__Stated problem__. Rewrite all of the following items as a numbered list, leaving out any blank lines.

__Records supplied__.
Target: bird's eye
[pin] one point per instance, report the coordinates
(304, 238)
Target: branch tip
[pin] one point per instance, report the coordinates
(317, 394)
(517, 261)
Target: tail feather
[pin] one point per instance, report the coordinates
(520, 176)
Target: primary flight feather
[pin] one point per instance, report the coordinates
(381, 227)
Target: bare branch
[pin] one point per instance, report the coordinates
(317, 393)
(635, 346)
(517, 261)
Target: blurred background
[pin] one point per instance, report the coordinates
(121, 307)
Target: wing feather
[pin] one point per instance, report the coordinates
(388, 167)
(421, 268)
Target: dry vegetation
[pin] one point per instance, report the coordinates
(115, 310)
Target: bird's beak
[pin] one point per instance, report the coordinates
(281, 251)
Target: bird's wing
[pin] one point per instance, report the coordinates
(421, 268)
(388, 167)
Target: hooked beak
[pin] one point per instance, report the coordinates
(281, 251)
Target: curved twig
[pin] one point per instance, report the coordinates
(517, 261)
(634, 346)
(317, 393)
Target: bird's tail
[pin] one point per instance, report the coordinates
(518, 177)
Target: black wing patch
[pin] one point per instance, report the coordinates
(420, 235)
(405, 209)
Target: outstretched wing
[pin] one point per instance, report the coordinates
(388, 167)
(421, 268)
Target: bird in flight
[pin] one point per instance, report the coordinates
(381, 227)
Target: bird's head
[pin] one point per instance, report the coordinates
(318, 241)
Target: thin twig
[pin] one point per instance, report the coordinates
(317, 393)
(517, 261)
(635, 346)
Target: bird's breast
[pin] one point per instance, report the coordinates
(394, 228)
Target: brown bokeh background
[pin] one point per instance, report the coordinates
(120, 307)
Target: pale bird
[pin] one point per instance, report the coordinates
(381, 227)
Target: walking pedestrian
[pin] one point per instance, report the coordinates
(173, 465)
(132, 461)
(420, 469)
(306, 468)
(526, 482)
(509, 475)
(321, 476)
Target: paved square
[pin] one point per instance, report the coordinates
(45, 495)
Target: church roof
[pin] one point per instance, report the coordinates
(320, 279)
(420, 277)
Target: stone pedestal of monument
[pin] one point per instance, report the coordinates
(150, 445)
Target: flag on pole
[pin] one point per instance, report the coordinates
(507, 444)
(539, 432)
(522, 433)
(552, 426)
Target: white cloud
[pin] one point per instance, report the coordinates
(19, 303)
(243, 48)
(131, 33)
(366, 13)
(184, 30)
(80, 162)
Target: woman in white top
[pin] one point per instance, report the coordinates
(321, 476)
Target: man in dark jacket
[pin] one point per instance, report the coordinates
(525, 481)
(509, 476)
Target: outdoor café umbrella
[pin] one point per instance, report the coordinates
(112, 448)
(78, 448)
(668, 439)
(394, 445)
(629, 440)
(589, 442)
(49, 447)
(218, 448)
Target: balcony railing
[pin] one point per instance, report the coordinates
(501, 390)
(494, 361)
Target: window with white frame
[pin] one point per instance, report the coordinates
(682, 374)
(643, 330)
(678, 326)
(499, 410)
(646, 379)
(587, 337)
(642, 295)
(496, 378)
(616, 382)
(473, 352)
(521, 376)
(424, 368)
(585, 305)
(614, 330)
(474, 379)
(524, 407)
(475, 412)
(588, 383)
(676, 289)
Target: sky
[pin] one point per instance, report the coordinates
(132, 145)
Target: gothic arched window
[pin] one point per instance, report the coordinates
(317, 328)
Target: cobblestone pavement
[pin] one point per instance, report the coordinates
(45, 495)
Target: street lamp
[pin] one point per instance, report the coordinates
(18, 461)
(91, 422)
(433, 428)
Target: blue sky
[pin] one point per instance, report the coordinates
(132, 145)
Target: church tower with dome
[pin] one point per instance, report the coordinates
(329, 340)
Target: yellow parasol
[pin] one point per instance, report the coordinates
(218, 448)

__Complete response__.
1. Target: bird's eye
2. [pin] one point per instance, report the coordinates
3. (304, 238)
4. Target: branch tip
5. [pin] one point per instance, report the coordinates
6. (317, 394)
7. (517, 261)
8. Target: tail feather
9. [pin] one point per instance, report the coordinates
10. (520, 176)
11. Target: primary flight feather
12. [pin] one point per instance, report the coordinates
13. (381, 227)
14. Target: bare branch
15. [pin] one point per instance, report the coordinates
16. (317, 393)
17. (635, 346)
18. (517, 261)
19. Target: blurred background
20. [pin] one point per instance, report the coordinates
21. (121, 307)
22. Target: wing feather
23. [pin] one point per instance, report the coordinates
24. (388, 167)
25. (421, 268)
26. Target: dry vegetation
27. [pin] one point per instance, report the coordinates
28. (115, 310)
29. Target: bird's beak
30. [pin] one point per instance, report the coordinates
31. (281, 251)
32. Target: bird's wing
33. [pin] one point per instance, report the coordinates
34. (421, 268)
35. (388, 167)
36. Target: hooked beak
37. [pin] one point per instance, report the coordinates
38. (281, 251)
39. Target: curved twig
40. [pin] one point per instance, report the coordinates
41. (517, 261)
42. (634, 346)
43. (317, 393)
44. Target: bird's tail
45. [pin] one point per instance, report the coordinates
46. (518, 177)
47. Target: black wing patch
48. [pin] one point per instance, report the coordinates
49. (420, 235)
50. (405, 209)
51. Target: outstretched wing
52. [pin] one point per instance, report the coordinates
53. (388, 167)
54. (421, 268)
55. Target: bird in flight
56. [pin] one point per instance, report the coordinates
57. (381, 227)
58. Target: bird's head
59. [pin] one point per instance, report the coordinates
60. (318, 241)
61. Target: thin twig
62. [pin] one point per instance, report the coordinates
63. (317, 393)
64. (517, 261)
65. (635, 346)
66. Target: bird's breast
67. [pin] one point per instance, report the coordinates
68. (394, 228)
69. Target: brown bokeh background
70. [pin] one point per instance, report the coordinates
71. (120, 307)
72. Target: pale bird
73. [pin] one point per instance, report the coordinates
74. (381, 227)
75. Target: walking pedestrian
76. [pin] one point per instance, report the coordinates
77. (173, 465)
78. (132, 461)
79. (420, 469)
80. (306, 468)
81. (526, 482)
82. (509, 475)
83. (321, 476)
84. Target: paved square
85. [pin] one point per instance, report the coordinates
86. (45, 495)
87. Target: church roof
88. [pin] one point per instance, report the coordinates
89. (320, 279)
90. (420, 277)
91. Target: stone pedestal of monument
92. [pin] one point per instance, report the coordinates
93. (150, 445)
94. Target: flag on pole
95. [pin] one point per instance, report the coordinates
96. (507, 444)
97. (539, 432)
98. (522, 433)
99. (552, 426)
100. Target: white cloud
101. [pin] one point per instance, report the coordinates
102. (19, 303)
103. (243, 48)
104. (131, 33)
105. (366, 13)
106. (184, 30)
107. (80, 162)
108. Target: woman in white top
109. [pin] one point per instance, report the coordinates
110. (321, 476)
111. Target: man in dark jacket
112. [pin] one point per instance, report the coordinates
113. (525, 481)
114. (509, 476)
115. Target: outdoor café umbrella
116. [pin] one point per instance, report the coordinates
117. (112, 448)
118. (78, 448)
119. (668, 439)
120. (394, 445)
121. (629, 440)
122. (589, 442)
123. (49, 447)
124. (218, 448)
125. Target: balcony railing
126. [pin] one point per instance, report the coordinates
127. (501, 390)
128. (494, 361)
129. Target: window with white frame
130. [pin] one point per instance, report the coordinates
131. (682, 374)
132. (643, 330)
133. (678, 326)
134. (499, 410)
135. (646, 379)
136. (587, 337)
137. (642, 295)
138. (496, 378)
139. (616, 382)
140. (473, 352)
141. (521, 376)
142. (424, 368)
143. (585, 305)
144. (614, 330)
145. (474, 379)
146. (524, 407)
147. (475, 412)
148. (588, 383)
149. (676, 289)
150. Target: sky
151. [pin] one point per instance, report the coordinates
152. (132, 145)
153. Target: gothic arched window
154. [pin] one point per instance, report the coordinates
155. (317, 328)
156. Target: cobblestone pavement
157. [pin] one point per instance, report the coordinates
158. (45, 495)
159. Target: street lamp
160. [pin] one point per instance, report the coordinates
161. (18, 461)
162. (91, 422)
163. (433, 428)
164. Target: blue sky
165. [pin] one point per instance, report the coordinates
166. (132, 145)
167. Target: church tower with dome
168. [pin] one point per instance, report the coordinates
169. (329, 340)
170. Target: yellow parasol
171. [pin] one point per instance, report the coordinates
172. (218, 448)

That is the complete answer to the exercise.